-------- Data section

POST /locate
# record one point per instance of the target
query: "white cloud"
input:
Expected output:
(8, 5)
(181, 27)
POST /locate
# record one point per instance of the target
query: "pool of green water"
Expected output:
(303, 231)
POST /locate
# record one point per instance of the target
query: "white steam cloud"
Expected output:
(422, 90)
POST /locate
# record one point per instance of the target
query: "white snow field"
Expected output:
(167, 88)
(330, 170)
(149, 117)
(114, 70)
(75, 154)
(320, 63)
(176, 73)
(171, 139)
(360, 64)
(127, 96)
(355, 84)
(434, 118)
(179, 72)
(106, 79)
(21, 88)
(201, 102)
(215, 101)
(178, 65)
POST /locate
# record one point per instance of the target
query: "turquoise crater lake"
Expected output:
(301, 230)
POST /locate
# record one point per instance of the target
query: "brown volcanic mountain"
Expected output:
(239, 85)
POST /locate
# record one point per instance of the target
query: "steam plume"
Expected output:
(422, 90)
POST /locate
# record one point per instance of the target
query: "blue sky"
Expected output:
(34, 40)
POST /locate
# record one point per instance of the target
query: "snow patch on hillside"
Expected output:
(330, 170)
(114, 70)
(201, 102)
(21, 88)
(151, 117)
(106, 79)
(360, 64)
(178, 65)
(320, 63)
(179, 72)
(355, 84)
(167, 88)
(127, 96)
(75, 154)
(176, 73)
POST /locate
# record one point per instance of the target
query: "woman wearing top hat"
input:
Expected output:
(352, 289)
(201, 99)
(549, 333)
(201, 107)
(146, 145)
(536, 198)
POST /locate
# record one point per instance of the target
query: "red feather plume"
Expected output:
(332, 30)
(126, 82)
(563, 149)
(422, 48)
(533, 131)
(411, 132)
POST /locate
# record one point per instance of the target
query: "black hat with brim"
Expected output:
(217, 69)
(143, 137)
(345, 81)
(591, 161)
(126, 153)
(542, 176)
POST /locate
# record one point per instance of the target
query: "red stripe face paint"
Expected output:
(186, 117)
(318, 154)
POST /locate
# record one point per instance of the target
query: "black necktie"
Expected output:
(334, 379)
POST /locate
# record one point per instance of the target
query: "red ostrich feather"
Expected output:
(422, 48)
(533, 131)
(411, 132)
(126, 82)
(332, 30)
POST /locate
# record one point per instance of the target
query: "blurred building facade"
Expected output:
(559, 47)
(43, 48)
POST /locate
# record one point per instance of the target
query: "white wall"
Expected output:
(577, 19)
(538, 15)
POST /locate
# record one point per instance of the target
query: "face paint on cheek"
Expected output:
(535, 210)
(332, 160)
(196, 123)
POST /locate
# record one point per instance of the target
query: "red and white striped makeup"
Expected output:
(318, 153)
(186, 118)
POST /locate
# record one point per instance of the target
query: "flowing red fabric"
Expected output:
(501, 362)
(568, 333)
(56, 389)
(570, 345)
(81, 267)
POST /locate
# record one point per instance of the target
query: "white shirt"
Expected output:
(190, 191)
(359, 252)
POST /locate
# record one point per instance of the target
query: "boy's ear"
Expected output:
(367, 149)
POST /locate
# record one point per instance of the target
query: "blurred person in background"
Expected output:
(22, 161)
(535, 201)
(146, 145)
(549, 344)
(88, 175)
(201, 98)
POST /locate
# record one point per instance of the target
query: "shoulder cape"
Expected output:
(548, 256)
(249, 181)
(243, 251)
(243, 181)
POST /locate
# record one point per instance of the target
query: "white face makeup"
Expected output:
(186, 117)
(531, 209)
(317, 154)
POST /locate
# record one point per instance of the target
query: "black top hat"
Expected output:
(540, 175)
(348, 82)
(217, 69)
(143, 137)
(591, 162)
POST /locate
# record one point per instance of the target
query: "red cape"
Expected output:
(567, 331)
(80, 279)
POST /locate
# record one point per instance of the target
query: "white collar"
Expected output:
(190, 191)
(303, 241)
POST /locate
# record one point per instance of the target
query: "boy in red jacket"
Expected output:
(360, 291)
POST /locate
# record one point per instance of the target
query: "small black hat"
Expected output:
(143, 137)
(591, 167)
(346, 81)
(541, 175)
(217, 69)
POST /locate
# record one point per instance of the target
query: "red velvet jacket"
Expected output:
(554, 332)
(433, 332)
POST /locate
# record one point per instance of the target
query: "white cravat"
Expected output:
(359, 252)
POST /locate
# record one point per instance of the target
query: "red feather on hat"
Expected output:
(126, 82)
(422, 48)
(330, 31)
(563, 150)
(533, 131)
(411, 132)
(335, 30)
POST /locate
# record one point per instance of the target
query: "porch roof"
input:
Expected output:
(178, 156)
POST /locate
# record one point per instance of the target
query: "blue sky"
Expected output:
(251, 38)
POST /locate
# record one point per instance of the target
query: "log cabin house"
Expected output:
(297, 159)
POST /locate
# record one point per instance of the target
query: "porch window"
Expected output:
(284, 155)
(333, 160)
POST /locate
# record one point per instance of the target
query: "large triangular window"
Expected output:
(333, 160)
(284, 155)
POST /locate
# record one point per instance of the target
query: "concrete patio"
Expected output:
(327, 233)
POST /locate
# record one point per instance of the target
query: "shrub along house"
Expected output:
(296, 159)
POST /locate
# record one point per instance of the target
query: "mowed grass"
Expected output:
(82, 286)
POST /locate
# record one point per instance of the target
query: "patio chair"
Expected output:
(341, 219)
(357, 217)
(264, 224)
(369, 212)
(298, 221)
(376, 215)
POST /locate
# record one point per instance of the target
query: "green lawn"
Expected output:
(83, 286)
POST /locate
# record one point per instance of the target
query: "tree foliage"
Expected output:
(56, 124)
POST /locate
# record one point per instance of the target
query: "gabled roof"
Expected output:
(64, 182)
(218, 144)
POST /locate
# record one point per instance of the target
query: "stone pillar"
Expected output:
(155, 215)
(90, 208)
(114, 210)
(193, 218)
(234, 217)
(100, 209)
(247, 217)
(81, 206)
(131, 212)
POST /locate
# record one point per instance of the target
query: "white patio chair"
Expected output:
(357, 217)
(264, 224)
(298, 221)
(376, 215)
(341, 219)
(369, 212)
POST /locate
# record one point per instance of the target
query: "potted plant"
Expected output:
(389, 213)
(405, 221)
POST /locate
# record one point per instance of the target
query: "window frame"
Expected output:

----------------

Pick out every line in the records above that contains the word "feather", and copy each one.

■ Solution
query: "red feather plume"
query: "red ostrich feather"
query: "red feather on hat"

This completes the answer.